■ **Problem description**
Copy every line of the entries below without any changes.

■ **Dataset entries**

--- begin ---

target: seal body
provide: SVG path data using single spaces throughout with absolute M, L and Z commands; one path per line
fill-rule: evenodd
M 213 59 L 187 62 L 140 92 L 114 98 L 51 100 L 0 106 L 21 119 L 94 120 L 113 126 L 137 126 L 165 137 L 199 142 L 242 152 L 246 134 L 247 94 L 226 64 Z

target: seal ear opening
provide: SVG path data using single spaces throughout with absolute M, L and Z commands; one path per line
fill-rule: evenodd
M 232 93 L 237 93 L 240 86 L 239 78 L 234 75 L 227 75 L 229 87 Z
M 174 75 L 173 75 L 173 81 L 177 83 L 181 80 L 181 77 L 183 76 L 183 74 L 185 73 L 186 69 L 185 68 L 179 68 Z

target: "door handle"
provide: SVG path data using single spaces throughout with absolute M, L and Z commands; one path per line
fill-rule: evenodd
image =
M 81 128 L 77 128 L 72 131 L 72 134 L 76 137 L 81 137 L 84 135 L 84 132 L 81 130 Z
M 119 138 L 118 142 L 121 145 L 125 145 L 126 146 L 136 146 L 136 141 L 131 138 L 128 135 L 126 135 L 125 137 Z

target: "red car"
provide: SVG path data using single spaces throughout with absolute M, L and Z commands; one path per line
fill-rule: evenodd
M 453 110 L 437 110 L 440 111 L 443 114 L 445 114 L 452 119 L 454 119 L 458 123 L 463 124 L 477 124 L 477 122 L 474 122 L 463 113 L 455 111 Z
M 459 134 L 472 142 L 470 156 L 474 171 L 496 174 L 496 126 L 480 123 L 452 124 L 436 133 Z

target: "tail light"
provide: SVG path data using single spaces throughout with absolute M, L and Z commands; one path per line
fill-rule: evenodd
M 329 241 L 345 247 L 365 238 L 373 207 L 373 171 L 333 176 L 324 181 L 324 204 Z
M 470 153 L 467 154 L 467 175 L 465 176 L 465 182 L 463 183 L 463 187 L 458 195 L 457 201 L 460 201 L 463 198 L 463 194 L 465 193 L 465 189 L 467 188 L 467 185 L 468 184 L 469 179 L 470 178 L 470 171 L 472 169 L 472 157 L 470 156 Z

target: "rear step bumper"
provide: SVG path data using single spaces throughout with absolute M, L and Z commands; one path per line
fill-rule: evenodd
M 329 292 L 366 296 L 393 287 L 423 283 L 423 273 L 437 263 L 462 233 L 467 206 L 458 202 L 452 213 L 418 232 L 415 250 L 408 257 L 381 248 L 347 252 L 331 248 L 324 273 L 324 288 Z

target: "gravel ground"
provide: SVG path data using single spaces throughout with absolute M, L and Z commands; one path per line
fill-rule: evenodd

--- end ---

■ **The result**
target: seal body
provide: SVG path data using single spaces throughout with absolute M, L and Z commands; one path per line
fill-rule: evenodd
M 213 59 L 187 62 L 140 92 L 114 98 L 51 100 L 0 106 L 21 119 L 94 120 L 113 126 L 137 126 L 165 137 L 199 142 L 242 152 L 246 134 L 247 94 L 226 64 Z

target: seal ear opening
provide: SVG path data using single spaces throughout with absolute M, L and Z commands; one path per line
fill-rule: evenodd
M 232 93 L 237 93 L 240 86 L 239 78 L 234 75 L 227 75 L 229 87 Z
M 174 75 L 173 75 L 173 81 L 177 83 L 181 80 L 181 77 L 183 76 L 183 74 L 185 73 L 186 69 L 185 68 L 179 68 Z

target: "door handle"
provide: SVG path data using single spaces throughout with absolute M, L and Z commands; one path per line
fill-rule: evenodd
image =
M 81 128 L 77 128 L 72 131 L 72 134 L 76 137 L 81 137 L 84 135 L 84 132 L 81 130 Z
M 119 138 L 118 142 L 121 145 L 125 145 L 126 146 L 136 146 L 136 141 L 131 138 L 128 135 L 126 135 L 125 137 Z

target: "red car"
provide: SVG path data using single spaces throughout with absolute M, L and Z commands; one path per line
fill-rule: evenodd
M 453 110 L 437 110 L 440 111 L 443 114 L 445 114 L 452 119 L 454 119 L 458 123 L 463 124 L 477 124 L 477 122 L 474 122 L 463 113 L 455 111 Z
M 459 134 L 472 142 L 470 156 L 474 171 L 496 174 L 496 126 L 480 123 L 452 124 L 436 133 Z

target: "tail light"
provide: SVG path data using single spaces throughout with absolute M, L and Z commands; one path per line
fill-rule: evenodd
M 329 241 L 345 247 L 365 238 L 373 207 L 373 171 L 333 176 L 324 181 L 324 204 Z
M 470 153 L 467 154 L 467 175 L 465 176 L 465 182 L 463 183 L 463 187 L 458 195 L 457 201 L 460 201 L 463 198 L 463 194 L 465 193 L 465 189 L 467 188 L 467 185 L 468 184 L 469 179 L 470 178 L 470 171 L 472 169 L 472 157 L 470 156 Z

target: "rear step bumper"
provide: SVG path data using single spaces throughout with absolute M, L and Z commands; one path per line
fill-rule: evenodd
M 329 292 L 366 296 L 393 287 L 423 283 L 423 273 L 437 263 L 462 233 L 467 206 L 458 202 L 452 213 L 418 232 L 415 250 L 408 257 L 381 248 L 347 252 L 331 248 L 324 273 L 324 288 Z

target: "gravel ground"
provide: SVG path data using single spaces throughout with absolute M, L and Z commands; one path per line
fill-rule: evenodd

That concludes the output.